# EXCERPTED TEXT

========================================================================

Save the file as “my key.bat” including quotes. Select any name but .bat is mandatory
*img205.imageshack.us/img205/6691/saveasinregjumprd7.jpg

Now open the .bat file u created.. 
Regedit will open and will jump automatically to the specified path….. 

Like this u can make ur own batch files which will automatically open the required path in registry….

This tutorial is over but here are some points that I wish to share…


> *img120.imageshack.us/img120/1540/indepthry8.jpg​
> _Q: Why we have to copy regjump.exe to “\WINDOWS\system32\”?_
> A: good question. Let me explain it in my own words.
> Whenever u type any command in cmd prompt and press enter, if it’s not an inbuilt command (like dir, cls, cd etc, often called internal commands during dos times…), then it will search or find the command (mainly exe file) in some path and will execute it. By default it will do this for paths (u can add more path;go to next question to find how)
> ...


That’s it … 
Hope u liked the tutorial…Don’t forget to give me responses and feedbacks…

Source


----------



## ico (Mar 16, 2008)

But that Regjump .bat file isn't going to work in the computers which don't have Regjump. Microsoft should release it as an update so that every computer has it.

Thanx for the tutorial......


----------



## adi007 (Mar 16, 2008)

yup you are right...

========================================================================

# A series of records
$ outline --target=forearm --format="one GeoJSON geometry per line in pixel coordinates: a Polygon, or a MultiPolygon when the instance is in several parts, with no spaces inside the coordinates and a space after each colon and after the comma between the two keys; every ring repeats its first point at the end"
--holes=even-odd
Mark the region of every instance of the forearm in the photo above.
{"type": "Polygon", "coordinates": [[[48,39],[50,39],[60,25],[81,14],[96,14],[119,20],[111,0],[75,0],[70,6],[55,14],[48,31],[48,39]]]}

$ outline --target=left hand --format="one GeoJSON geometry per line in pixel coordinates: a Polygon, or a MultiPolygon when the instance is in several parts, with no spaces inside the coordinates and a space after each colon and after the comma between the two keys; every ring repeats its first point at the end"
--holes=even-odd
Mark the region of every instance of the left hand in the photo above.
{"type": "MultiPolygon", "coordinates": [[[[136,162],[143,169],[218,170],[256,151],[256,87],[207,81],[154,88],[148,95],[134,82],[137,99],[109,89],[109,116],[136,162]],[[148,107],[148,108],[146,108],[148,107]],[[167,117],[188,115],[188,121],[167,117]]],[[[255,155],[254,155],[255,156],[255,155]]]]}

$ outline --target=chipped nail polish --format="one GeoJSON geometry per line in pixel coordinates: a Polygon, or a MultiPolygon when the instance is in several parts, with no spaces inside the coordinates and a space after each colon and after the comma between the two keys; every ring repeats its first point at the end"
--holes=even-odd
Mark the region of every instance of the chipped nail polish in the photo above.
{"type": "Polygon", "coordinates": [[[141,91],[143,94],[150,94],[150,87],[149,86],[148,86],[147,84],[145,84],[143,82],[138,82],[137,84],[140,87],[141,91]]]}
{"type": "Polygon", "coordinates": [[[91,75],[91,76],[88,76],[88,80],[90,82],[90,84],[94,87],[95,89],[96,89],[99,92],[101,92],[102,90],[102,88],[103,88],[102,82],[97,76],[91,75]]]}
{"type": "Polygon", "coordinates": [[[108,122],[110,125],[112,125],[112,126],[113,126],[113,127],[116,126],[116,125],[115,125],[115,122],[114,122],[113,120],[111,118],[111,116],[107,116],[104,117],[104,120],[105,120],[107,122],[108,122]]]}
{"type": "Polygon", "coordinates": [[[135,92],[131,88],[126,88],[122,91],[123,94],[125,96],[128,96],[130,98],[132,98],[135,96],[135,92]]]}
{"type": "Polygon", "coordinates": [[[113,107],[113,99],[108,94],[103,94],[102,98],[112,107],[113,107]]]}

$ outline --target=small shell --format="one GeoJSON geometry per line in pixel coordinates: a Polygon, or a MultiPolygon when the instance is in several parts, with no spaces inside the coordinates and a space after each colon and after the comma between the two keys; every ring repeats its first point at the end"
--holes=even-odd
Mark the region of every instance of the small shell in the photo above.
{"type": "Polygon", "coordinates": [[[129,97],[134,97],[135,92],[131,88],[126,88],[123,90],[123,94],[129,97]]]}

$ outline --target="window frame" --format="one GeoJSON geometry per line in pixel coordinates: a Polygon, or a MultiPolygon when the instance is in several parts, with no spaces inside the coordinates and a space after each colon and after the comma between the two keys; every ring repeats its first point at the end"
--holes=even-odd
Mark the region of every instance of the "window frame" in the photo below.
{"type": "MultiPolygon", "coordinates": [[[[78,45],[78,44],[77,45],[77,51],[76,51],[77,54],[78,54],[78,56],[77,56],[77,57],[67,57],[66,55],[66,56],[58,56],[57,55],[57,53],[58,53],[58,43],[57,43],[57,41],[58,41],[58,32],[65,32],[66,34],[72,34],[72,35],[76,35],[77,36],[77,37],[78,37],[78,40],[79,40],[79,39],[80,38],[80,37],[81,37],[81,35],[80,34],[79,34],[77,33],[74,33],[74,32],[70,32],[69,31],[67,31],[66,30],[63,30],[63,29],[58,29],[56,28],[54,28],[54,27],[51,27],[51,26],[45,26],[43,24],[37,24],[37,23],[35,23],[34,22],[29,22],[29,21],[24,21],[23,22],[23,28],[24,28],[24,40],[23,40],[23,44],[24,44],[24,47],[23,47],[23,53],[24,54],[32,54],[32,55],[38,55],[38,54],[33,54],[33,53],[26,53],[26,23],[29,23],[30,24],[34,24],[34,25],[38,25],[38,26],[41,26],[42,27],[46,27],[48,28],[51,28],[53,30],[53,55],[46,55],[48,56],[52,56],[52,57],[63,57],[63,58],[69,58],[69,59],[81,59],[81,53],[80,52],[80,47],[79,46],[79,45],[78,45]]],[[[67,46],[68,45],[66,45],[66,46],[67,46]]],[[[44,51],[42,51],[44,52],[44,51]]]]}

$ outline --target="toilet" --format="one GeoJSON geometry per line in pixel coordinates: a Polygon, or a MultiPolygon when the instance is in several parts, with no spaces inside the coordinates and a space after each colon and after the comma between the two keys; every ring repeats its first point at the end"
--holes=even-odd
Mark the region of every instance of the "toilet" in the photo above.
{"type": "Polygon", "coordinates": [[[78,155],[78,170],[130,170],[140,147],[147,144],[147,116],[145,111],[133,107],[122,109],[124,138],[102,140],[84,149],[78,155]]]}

========================================================================

# DIRECTIONS FOR THIS TASK
Carry the forum thread about jumping to registry paths with Regjump forward from its last reply. The material shown here is separate from the text above.

# FINAL RESULT
regjump is required....it's just 40KB 
I just hope that they include it in the next service pack.....


----------



## techy_geek (Mar 17, 2008)

thanks a lot *gigasmilies.googlepages.com/32a.gif


----------



## adi007 (Mar 17, 2008)

You're welcome...
BTW i am designing a softy which does it automatically...
all u have to do is run the softy..the softy runs in background...
just copy the regpath text....it will automatically navigate to the required reg path.... 
I need to obtain the permission from the regjump creator though...


----------



## casanova (Mar 17, 2008)

Good tut. Thanks.


----------



## anandk (Mar 17, 2008)

Really nice work there !


----------



## adi007 (Mar 17, 2008)

^^Thanks sir


----------



## topgear (Mar 18, 2008)

Nice Find.
Thanks for the tutorial.


----------



## pushkaraj (Mar 18, 2008)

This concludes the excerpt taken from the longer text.